Find every line in the records below that contains the word "shirt" and copy each of those lines in full.
***** Recorded data *****
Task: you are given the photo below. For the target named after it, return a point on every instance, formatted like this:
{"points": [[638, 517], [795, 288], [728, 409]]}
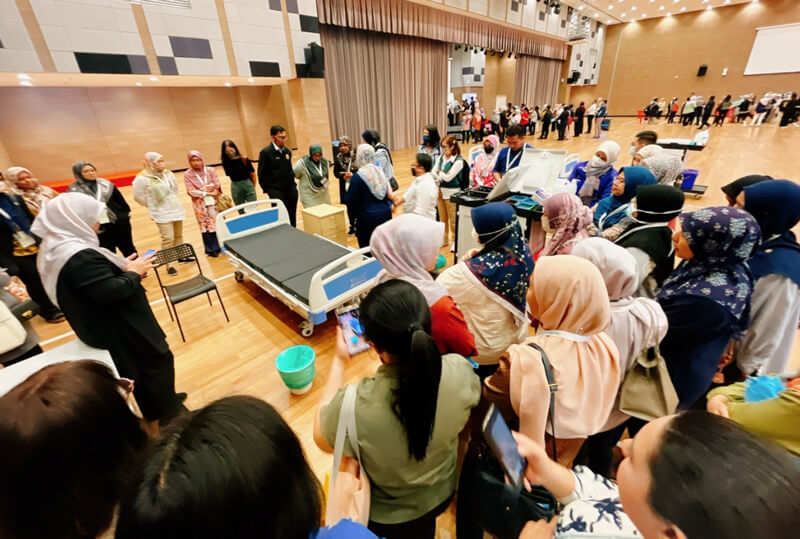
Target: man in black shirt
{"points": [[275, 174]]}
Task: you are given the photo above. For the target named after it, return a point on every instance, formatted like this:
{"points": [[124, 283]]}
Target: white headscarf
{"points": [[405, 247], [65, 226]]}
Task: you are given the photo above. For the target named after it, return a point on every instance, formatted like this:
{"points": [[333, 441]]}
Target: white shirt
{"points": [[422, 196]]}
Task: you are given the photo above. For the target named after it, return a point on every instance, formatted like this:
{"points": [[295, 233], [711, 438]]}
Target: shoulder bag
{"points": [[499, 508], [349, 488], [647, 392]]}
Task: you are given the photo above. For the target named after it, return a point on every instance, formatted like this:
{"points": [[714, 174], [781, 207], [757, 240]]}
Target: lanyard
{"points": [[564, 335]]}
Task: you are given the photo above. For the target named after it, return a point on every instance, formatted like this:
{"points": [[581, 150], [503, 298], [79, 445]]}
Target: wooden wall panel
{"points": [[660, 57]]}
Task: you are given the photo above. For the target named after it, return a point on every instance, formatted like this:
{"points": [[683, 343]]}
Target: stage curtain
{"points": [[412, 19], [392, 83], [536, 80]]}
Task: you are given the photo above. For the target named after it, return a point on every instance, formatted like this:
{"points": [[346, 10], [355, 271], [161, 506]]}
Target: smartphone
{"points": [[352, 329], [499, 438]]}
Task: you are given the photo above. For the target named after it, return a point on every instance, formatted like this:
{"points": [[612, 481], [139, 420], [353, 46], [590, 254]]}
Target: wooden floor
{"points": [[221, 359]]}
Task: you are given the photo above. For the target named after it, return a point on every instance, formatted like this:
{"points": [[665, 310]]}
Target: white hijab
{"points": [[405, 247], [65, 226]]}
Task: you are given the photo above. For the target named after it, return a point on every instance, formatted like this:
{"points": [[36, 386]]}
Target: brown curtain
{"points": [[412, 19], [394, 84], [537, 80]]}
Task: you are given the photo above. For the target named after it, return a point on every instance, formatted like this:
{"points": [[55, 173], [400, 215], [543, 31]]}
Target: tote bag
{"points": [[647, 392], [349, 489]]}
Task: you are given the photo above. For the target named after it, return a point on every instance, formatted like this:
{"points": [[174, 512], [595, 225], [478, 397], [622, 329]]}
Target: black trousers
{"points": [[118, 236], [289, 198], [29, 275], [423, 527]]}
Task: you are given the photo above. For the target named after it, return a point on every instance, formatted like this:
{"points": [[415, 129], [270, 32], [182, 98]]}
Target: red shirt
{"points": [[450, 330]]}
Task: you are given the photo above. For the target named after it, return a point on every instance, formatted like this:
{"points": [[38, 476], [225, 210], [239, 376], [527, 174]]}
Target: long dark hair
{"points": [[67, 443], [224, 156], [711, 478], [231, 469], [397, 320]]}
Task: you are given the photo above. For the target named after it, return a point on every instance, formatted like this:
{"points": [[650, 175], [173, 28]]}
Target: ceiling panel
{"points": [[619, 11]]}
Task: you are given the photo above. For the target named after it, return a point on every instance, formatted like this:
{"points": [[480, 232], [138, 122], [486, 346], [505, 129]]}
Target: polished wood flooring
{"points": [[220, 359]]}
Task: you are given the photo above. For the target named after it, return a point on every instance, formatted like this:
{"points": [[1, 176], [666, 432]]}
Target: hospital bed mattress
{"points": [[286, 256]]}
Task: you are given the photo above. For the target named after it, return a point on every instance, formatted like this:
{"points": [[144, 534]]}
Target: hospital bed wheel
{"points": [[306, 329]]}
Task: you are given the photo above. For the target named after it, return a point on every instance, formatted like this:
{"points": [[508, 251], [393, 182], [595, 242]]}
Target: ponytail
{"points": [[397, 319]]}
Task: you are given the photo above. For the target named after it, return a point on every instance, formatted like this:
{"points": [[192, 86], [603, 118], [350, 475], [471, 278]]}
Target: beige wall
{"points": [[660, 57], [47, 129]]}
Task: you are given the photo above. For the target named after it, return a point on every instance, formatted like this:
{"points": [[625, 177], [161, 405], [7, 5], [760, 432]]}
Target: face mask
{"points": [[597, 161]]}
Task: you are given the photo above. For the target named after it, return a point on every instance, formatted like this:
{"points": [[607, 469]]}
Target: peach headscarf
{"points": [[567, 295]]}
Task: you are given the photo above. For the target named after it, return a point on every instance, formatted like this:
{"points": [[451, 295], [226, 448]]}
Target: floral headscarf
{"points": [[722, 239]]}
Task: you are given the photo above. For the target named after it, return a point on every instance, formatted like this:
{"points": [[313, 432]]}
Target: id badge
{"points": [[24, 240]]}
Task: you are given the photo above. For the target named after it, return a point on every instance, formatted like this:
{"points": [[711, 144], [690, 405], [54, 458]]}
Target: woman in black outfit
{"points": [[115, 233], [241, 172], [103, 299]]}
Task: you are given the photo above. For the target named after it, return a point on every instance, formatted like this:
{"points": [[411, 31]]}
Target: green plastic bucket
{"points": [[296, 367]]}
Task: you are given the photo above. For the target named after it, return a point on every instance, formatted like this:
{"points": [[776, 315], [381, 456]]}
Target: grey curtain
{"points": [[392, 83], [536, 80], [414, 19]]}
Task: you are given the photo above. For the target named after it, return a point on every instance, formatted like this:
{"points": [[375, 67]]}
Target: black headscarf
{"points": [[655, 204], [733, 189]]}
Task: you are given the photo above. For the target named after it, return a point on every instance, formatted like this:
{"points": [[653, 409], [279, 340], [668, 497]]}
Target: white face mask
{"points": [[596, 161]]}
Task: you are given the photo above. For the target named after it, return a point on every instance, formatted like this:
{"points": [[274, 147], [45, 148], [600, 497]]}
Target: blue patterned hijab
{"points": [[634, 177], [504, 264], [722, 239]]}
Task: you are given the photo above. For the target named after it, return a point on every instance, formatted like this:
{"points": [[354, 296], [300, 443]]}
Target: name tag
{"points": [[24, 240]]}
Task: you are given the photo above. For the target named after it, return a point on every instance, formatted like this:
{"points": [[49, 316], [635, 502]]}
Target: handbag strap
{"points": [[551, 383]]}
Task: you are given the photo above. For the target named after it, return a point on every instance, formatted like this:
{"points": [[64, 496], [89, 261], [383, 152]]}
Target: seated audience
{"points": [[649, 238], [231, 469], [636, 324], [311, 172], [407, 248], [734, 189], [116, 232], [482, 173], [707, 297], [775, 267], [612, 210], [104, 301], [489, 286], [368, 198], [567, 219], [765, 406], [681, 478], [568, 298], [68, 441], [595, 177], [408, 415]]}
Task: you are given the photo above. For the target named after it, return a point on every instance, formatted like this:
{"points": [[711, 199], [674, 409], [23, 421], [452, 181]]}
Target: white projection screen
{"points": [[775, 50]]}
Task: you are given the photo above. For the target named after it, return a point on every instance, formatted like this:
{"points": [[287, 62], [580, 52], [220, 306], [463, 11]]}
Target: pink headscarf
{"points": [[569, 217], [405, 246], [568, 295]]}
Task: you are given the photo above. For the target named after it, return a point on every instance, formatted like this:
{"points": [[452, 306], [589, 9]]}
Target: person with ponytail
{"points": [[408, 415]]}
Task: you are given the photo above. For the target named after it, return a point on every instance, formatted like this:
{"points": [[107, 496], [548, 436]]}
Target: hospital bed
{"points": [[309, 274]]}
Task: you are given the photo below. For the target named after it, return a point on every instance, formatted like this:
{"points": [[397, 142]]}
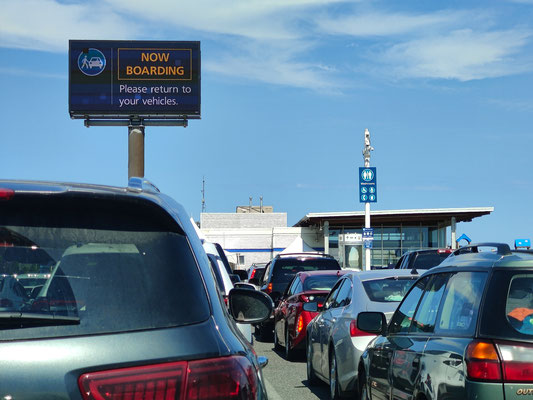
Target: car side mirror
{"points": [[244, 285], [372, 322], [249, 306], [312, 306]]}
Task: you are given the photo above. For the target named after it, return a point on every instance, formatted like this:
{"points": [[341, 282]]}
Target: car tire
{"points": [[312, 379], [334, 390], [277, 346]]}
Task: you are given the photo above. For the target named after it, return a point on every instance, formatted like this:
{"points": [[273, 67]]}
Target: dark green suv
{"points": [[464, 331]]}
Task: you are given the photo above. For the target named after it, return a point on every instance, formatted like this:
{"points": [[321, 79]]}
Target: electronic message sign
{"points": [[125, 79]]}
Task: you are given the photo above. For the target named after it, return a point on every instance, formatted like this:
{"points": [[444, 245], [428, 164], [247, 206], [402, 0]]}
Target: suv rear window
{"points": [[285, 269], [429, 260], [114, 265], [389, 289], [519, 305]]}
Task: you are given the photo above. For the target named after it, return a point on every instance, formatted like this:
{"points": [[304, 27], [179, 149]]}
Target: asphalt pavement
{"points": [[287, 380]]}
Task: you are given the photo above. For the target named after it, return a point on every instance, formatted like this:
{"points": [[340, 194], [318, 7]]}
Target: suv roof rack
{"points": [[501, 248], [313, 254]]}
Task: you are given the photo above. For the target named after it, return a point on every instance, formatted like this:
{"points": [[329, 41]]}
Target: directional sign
*****
***** Recorded data *****
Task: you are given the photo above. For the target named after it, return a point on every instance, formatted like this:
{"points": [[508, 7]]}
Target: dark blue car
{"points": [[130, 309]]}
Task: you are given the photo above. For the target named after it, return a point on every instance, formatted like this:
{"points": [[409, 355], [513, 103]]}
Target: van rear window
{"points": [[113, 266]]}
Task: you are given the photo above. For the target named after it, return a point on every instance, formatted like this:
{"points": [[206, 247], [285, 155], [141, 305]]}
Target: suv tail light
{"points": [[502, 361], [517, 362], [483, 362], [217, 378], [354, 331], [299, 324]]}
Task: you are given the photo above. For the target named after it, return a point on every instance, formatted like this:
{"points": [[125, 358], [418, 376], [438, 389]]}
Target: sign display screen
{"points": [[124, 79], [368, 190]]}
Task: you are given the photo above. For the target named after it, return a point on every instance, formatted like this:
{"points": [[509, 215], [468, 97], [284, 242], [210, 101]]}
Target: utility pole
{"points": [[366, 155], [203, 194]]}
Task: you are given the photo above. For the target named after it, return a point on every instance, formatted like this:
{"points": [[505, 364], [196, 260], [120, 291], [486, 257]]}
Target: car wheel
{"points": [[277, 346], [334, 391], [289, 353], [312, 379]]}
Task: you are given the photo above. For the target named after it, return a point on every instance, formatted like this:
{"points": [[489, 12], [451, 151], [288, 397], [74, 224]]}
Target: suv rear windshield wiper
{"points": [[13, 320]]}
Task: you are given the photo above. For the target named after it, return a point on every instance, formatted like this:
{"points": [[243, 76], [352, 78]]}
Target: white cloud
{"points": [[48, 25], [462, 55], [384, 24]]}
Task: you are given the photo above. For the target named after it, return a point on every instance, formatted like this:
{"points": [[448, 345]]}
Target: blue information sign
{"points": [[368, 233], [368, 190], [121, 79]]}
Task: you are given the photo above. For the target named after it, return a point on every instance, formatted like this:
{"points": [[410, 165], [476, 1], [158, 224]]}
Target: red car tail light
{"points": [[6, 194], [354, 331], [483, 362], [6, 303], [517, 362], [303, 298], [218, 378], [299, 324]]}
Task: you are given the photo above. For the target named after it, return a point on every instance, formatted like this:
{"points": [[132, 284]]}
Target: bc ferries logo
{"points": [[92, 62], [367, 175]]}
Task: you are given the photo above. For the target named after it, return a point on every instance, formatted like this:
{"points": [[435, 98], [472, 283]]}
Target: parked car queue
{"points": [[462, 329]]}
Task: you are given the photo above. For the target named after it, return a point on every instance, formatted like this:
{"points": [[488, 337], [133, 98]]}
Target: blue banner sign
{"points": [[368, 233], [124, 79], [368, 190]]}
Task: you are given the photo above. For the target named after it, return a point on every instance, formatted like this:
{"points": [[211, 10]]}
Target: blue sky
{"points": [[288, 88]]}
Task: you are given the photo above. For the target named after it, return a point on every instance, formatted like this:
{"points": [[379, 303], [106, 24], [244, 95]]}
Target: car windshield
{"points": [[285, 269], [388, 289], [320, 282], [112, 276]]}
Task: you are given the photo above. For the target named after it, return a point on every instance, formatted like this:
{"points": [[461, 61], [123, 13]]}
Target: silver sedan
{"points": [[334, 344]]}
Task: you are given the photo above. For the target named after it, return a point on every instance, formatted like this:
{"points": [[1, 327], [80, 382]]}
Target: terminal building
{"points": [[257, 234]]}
*****
> **Solution for this problem**
Target: man in black shirt
Target: white shirt
Target: red shirt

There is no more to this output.